Take the material and output all of it exactly.

● **Entries from a pointing dataset**:
++++++++++

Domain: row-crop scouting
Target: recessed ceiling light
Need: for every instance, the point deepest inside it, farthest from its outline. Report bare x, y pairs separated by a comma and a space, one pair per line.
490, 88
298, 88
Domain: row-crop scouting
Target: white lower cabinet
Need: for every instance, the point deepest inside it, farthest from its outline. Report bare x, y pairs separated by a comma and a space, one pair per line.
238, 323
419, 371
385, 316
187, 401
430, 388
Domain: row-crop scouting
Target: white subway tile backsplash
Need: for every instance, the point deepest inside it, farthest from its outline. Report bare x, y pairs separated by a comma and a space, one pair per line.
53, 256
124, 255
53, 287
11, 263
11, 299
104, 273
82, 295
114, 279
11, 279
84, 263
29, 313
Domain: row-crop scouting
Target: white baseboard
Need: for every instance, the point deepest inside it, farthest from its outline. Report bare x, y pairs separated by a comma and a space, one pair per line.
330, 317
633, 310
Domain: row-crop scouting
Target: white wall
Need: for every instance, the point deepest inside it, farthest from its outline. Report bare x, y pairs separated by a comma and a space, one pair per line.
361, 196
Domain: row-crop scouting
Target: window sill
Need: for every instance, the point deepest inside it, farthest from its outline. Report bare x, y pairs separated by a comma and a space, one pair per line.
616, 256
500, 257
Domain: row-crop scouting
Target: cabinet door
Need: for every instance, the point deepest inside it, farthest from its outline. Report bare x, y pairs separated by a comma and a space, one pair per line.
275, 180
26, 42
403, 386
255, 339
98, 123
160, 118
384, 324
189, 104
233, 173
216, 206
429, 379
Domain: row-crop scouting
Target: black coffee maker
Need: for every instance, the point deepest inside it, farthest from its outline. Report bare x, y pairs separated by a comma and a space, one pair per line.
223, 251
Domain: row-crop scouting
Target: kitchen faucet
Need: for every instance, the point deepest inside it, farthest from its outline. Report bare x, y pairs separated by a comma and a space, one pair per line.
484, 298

++++++++++

● **WRITTEN ANSWER**:
Domain: row-crop scouting
Target: recessed ceiling light
Need: for every instance, the point deepest inside it, farthest from its outline. Report bare x, y pairs separated by a comma and a space, one pair per line.
490, 88
298, 88
Domain: row-crop scouting
Target: white lower cabinet
Need: for every instance, the point deepest inside it, farthest from its outline. Report bare x, y pairs separated by a comma and a space, one pair per line.
238, 323
419, 371
385, 316
187, 401
430, 388
Domain: row-crop scouting
Target: white subway tile backsplash
Need: for every instance, the point deepest inside it, farthest from its outline. Report bare x, y pairs separated by a comma and a space, one pair per line.
53, 256
124, 255
53, 287
11, 263
11, 299
104, 273
82, 295
114, 279
11, 279
84, 263
29, 313
Domain: row-crop scouting
Target: white baseboard
Need: for every instance, the point deepest inside it, farthest from its outline. Report bare x, y pairs separated by a comma and a space, one pair per line.
330, 317
633, 310
Domain: row-crop scouting
Target: white wall
Need: for every instance, the point deepest inside it, farthest from its outline. Report bare x, y pairs separated by a comma and a space, one pair per line.
361, 196
Domain: row-crop scouting
Target: window sill
Need: for every instance, the point deepest inside it, farthest from its outline. Report bare x, y pairs separated by a comma and a space, one pair per line.
616, 256
500, 257
Domain: row-crop scouting
Target: cabinet door
Need: for every instance, the point deepest inside it, farthest from its outline. Report bare x, y pairs separated by a comma and a space, one pair per line.
275, 180
26, 42
403, 386
255, 339
98, 123
160, 118
384, 324
189, 104
233, 173
216, 206
429, 379
Domain: row-crop scouting
Target: black coffee maker
Need: for every instance, the point deepest inside it, farthest from its outline. Report bare x, y pairs separated by a comma and a space, one pair per line.
223, 251
Domain: row-crop scouting
Target: kitchen faucet
Need: for every instance, the point deepest inside it, farthest from its outline. Report bare x, y pairs separated by a comma and a space, one pair per line.
484, 298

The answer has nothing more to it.